*TASK DESCRIPTION:* Nothing but the lines from the one that contains "For every instance of the desk, imagine" through the end of the listing should appear, set down exactly.

-- Begin --

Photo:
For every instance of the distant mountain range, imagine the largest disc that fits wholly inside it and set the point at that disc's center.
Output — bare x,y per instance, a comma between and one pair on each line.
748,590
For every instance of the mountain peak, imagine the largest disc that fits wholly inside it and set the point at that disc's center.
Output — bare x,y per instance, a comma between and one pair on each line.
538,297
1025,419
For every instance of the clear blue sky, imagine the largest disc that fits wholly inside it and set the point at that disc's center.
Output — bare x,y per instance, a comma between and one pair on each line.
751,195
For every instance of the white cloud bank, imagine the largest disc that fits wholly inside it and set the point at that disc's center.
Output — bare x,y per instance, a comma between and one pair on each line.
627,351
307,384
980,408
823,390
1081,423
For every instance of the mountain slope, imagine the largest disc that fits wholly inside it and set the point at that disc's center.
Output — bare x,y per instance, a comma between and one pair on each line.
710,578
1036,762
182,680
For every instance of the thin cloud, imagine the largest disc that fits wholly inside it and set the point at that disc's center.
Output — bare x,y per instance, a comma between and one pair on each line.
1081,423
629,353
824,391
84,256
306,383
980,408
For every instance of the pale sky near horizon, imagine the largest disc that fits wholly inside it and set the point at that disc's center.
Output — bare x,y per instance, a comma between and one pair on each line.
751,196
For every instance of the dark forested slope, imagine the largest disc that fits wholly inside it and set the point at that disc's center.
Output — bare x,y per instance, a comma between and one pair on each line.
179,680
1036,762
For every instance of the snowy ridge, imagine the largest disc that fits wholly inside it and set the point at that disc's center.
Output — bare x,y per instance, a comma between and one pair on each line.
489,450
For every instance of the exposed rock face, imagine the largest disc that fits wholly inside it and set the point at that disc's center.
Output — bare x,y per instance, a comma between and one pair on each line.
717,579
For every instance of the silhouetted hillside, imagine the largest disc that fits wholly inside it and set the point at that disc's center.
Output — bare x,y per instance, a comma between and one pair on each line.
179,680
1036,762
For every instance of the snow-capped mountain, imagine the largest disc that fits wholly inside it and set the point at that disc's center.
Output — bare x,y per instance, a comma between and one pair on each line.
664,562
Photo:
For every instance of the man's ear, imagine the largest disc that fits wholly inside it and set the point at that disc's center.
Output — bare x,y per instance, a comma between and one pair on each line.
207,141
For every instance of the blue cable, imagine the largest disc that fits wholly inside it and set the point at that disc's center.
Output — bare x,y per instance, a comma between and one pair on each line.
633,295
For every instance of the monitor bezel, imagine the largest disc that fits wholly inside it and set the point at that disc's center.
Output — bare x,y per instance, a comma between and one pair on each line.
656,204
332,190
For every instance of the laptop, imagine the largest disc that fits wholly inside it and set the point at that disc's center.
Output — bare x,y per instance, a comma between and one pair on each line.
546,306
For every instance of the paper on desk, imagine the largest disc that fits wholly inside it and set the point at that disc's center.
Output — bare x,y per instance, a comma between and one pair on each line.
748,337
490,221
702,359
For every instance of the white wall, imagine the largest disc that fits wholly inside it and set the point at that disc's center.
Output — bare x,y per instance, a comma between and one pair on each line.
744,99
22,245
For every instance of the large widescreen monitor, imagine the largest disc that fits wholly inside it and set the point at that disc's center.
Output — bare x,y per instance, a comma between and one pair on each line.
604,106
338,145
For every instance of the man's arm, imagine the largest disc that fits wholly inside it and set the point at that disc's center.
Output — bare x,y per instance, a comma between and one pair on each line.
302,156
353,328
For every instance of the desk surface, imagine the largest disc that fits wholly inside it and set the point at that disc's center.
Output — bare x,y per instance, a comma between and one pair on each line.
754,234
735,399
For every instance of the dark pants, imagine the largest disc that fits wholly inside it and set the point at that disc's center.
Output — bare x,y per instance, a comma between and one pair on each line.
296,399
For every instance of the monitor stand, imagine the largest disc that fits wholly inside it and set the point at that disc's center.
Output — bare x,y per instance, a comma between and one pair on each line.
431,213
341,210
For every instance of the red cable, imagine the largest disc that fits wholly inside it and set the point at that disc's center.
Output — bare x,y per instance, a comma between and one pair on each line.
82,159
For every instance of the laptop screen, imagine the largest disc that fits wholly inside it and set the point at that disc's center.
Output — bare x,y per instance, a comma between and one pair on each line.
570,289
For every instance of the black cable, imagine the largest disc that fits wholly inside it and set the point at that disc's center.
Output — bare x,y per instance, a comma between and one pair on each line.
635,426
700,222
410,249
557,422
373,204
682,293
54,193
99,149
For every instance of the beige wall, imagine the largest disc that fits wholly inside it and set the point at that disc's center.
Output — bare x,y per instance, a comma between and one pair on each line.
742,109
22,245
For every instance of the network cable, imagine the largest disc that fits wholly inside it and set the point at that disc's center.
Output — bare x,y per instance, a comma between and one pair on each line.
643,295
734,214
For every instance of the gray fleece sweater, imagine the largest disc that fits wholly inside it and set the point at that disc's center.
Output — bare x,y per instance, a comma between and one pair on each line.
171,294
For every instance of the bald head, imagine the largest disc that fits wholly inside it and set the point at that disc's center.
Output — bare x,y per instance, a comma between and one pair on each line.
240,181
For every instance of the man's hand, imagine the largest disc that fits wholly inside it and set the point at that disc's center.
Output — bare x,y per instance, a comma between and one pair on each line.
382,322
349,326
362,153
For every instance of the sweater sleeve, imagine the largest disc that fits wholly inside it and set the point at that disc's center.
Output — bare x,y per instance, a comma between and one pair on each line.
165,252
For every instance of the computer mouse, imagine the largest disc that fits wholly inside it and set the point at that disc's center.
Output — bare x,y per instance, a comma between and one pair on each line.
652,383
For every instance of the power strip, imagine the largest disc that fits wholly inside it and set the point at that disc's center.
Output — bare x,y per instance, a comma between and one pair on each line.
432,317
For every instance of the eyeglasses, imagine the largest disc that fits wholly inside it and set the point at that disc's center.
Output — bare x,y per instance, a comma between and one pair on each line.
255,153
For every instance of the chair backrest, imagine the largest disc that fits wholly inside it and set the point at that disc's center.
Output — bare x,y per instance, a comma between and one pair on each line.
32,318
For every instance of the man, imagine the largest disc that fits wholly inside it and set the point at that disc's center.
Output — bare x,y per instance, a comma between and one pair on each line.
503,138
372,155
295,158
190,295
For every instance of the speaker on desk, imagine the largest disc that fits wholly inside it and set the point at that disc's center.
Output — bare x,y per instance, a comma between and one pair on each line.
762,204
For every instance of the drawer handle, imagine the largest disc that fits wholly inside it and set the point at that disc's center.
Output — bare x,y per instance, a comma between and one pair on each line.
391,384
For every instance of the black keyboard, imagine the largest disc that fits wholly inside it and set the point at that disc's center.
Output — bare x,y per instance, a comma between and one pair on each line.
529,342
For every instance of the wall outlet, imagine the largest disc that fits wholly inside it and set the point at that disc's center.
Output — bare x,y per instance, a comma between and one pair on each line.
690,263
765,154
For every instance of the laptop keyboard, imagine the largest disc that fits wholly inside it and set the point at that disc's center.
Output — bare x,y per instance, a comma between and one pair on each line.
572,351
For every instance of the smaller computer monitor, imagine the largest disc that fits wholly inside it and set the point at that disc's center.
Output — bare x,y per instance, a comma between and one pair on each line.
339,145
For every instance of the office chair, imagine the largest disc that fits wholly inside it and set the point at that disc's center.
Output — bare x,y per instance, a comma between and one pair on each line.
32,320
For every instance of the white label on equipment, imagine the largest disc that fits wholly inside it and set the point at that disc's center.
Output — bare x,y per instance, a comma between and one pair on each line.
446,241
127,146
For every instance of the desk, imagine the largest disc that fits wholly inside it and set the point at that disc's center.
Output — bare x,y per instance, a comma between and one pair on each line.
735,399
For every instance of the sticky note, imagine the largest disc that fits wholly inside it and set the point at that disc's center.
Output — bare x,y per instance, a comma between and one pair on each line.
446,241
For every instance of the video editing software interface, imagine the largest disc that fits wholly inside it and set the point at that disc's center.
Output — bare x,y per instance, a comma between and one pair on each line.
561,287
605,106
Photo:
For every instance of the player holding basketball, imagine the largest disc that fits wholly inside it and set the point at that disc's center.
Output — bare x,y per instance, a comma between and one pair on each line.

-- End --

*RESPONSE:*
For every instance of the desk, imagine the largest disc that fits wholly inside it and set the point at that disc's center.
Output — bare x,y per instance, a comma between and one pair on each line.
735,399
For every instance of the sticky note, imagine the largest disc that fits wholly inside it and set the point at that disc's center.
Output — bare x,y per instance, a comma between and one pair on each line.
446,241
For every instance of the video editing software interface, imagine the largest disc that fits wholly inside it and set the point at that disc's center.
Output — bare x,y per instance, a comma between and one pair on each line.
561,287
605,106
Photo:
For every instance of the player holding basketball, imagine the largest disc that fits wholly inside it and set the point at that disc's center.
Output — bare x,y per instance, a comma between and one pair on each line.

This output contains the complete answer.